Requirement >>
With nothing added or dropped, copy the data that follows exactly.

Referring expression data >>
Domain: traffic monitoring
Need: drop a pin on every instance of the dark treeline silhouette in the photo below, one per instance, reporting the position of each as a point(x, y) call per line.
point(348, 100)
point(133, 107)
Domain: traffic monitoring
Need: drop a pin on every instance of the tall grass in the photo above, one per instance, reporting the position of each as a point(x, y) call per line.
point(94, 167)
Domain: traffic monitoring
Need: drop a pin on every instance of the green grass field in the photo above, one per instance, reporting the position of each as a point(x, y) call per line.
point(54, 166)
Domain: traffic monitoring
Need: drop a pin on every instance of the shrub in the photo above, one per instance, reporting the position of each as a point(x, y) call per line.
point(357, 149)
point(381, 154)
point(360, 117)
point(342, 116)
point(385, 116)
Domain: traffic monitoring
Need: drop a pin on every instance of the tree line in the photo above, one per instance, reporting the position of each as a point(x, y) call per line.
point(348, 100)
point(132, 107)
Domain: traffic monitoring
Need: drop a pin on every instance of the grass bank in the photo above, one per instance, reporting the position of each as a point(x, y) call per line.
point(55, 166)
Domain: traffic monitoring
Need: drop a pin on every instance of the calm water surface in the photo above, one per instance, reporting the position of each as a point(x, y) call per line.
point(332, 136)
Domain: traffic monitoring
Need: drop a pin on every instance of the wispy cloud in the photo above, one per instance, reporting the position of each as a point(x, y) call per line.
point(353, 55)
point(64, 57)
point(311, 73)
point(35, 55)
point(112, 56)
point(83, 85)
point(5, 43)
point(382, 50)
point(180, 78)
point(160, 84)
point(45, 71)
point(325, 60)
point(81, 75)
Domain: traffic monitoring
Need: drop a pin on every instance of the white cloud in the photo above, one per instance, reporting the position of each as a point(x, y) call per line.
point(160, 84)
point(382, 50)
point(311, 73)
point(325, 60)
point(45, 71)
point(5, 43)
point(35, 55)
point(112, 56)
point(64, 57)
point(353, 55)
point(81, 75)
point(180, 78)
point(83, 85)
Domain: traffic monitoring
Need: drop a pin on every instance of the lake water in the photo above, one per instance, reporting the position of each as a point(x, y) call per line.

Written answer >>
Domain: traffic monitoring
Need: drop a pin on every instance of the dark treeline silhouette in the photo below, one per instance, reporting the position of each as a point(x, y) call per line.
point(348, 100)
point(133, 107)
Domain: traffic monitoring
Need: drop a pin on every instance of the tall grass in the photo above, one per instance, reporting the position of each as a point(x, y) call per line.
point(94, 167)
Domain: traffic monitoring
Need: drop a pin on every instance of the green grass field in the photo above, one per instance, reporting the position of each as a point(x, y) call per line.
point(54, 166)
Domain: traffic monitoring
Need: drop a pin on every instance of the shrub in the photo above, one per instance, reporting the position of each as a point(x, y) call per line.
point(357, 149)
point(381, 154)
point(360, 117)
point(342, 116)
point(385, 116)
Domain: traffic monitoring
Need: drop a pin on every instance of the tree line in the photo above, one per instance, reporting the position of each as a point(x, y) call per line.
point(348, 100)
point(132, 107)
Domain: traffic monitoring
Need: drop a pin on every instance of the grass bank in the photo above, one per instance, reporting the position of each as a point(x, y) call per line.
point(55, 166)
Domain: traffic monitoring
Need: drop a pin on every instance of the calm water surface in the photo above, one per instance, reporting the position of each as a point(x, y) call per line.
point(332, 136)
Domain: traffic monitoring
Need: drop a pin on every instance of the wispy cloud in the photo above, one per instance, reporting the position of each as a point(x, y) call per line.
point(353, 55)
point(64, 57)
point(311, 73)
point(35, 55)
point(112, 56)
point(83, 85)
point(5, 43)
point(382, 50)
point(180, 78)
point(160, 84)
point(45, 71)
point(325, 60)
point(81, 75)
Domain: traffic monitoring
Need: drop a pin on every instance of the white cloud in the photo above, one per instance, reporting the position of each as a point(x, y) call per line.
point(160, 84)
point(382, 50)
point(311, 73)
point(325, 60)
point(45, 71)
point(5, 43)
point(35, 55)
point(112, 56)
point(64, 57)
point(353, 55)
point(81, 75)
point(180, 78)
point(83, 85)
Domain: traffic monitoring
Need: drop a pin on every instance of the lake water in the photo above, one per instance, reporting the position of each as a point(x, y) call per line.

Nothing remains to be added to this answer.